(Given task 1): According to the passage on the Lochner Version at the Nuremberg trial, who was Lochner's informant?
(Given task 2): From the passage on the Lochner Version at the Nuremberg trial, quote the words starting with "These legal omissions, which" and going on through "date nor signature.".

(Passage):
=-=-=-=-=

The last point. The Lochner Version at the Nuremberg trial. Finally I shall attempt to disprove the objection that the Lochner Version was dismissed by the war crimes tribunal at Nuremberg. Louis Lochner had submitted his transcript of Hitler’s speech to the American prosecutors in 1945 in the belief that he had done his duty as an American citizen. In legal terms, however, not the content alone, but also the context which had played this document into Lochner’s hands was essential to be able to use as evidence in the trial. To present document L3, as the Lochner version was called in the Nuremberg trial, 1945-[19]46, as proof in the hearing, the staff evidence analysis of the investigation team listed the following agenda, which you can see here. First, trace Lochner’s informant. Second, obtain original or authenticated copies. Third, complete and verify translation and get affidavit or certificate of correctness of translation for follow-up in interrogation with the accused.
Others, and the critics of the Lochner Version suggest L3 was not left out of the trial because it was not considered credible, or even a forgery. But it was impossible to fulfill the requirements of this legal agenda in the short space of time available. Especially finding Lochner’s informant, Hermann Maas, I’ve shown you the photo, proved impossible. Because it remained unknown then that he had been killed by the Nazis. As well as obtaining the original of L3.
These legal omissions, which may be explained by the hectic atmosphere of the Nuremberg trial, were replicated by historians like Baumgart in his source criticism. He even based his historical argumentation on these legal points.
The investigators could not reconstruct how the document had been passed on to Lochner. But once they knew through document L3 that there been a secret speech of Hitler on twenty-second August, 1939, they found two other short abstracts of it in the captured files of the German military high command. 32:49 These two versions, much more harmless in terms of language and content, they used for the hearing, as they could not be called into question as non-official by the defense, thanks to their provenance, even if they bore neither date nor signature.
So for reasons of litigation tactics alone, the prosecutors refrained from drawing on L3 as evidence. The Lochner Version did, however, have a significant impact on public opinion. The American prosecutor apologized sardonically for having placed L3 in the document pile for the media. This way, the international press received, and certainly not by chance, 250 copies of the Lochner Version and reported on it widely. For the special correspondent of the London Times, it was clear, I quote, “Here indeed is the real Hitler. These calculated words are so incriminating that it seems almost superfluous to refer to the batch of other documents put in by the prosecuting counsel as evidence of the Nazi intentions to launch a war of aggression.”

=-=-=-=-=

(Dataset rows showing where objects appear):
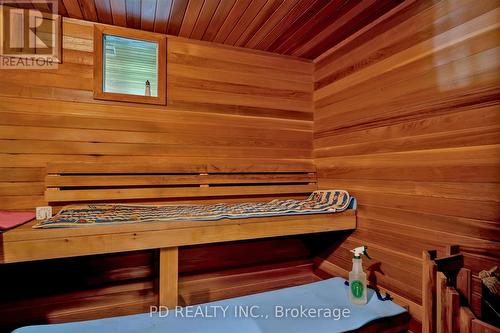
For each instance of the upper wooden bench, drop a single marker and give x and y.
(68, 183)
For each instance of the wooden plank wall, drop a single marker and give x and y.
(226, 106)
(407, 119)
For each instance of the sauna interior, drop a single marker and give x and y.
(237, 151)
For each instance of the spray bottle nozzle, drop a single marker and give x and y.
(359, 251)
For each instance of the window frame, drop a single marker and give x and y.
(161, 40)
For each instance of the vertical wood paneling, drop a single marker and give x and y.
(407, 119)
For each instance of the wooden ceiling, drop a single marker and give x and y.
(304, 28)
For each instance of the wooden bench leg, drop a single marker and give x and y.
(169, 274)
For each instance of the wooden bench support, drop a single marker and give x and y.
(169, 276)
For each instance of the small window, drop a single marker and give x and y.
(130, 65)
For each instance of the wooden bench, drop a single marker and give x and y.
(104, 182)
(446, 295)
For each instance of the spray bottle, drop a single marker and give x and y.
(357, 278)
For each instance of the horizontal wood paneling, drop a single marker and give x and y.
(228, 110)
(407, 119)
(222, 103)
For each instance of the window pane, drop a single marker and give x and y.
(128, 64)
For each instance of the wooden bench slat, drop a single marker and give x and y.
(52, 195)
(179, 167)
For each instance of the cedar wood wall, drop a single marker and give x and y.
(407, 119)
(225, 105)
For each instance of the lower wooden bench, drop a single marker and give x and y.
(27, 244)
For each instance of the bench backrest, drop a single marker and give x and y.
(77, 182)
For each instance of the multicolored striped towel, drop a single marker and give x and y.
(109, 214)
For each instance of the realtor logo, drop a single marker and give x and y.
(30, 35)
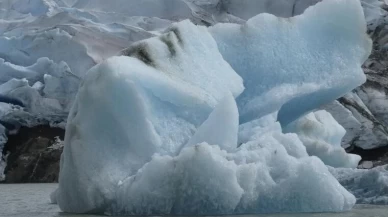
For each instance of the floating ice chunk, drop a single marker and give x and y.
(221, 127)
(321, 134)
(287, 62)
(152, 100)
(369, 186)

=-=-=-=-=

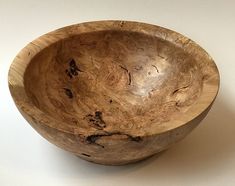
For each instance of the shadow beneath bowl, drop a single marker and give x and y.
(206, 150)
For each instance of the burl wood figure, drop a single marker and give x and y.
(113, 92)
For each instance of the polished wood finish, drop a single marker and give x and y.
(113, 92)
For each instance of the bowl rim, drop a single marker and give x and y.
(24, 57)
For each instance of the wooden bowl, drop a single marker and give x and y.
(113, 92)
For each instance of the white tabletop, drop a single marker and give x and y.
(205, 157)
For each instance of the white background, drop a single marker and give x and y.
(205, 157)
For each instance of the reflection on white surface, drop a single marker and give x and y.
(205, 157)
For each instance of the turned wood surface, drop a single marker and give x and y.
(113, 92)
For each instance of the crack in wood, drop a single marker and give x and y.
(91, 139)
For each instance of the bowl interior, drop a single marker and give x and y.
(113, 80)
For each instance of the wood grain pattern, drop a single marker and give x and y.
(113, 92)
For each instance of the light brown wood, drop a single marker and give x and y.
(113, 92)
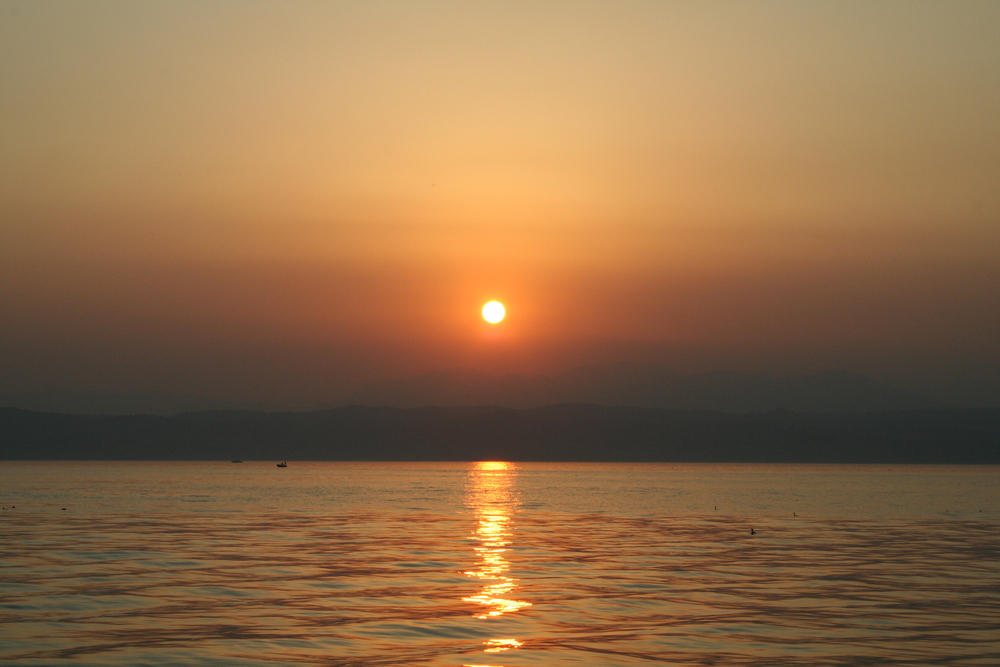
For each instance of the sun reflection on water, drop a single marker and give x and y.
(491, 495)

=-=-=-=-=

(Exercise answer 1): Hermann Maas

(Exercise answer 2):
These legal omissions, which may be explained by the hectic atmosphere of the Nuremberg trial, were replicated by historians like Baumgart in his source criticism. He even based his historical argumentation on these legal points.
The investigators could not reconstruct how the document had been passed on to Lochner. But once they knew through document L3 that there been a secret speech of Hitler on twenty-second August, 1939, they found two other short abstracts of it in the captured files of the German military high command. 32:49 These two versions, much more harmless in terms of language and content, they used for the hearing, as they could not be called into question as non-official by the defense, thanks to their provenance, even if they bore neither date nor signature.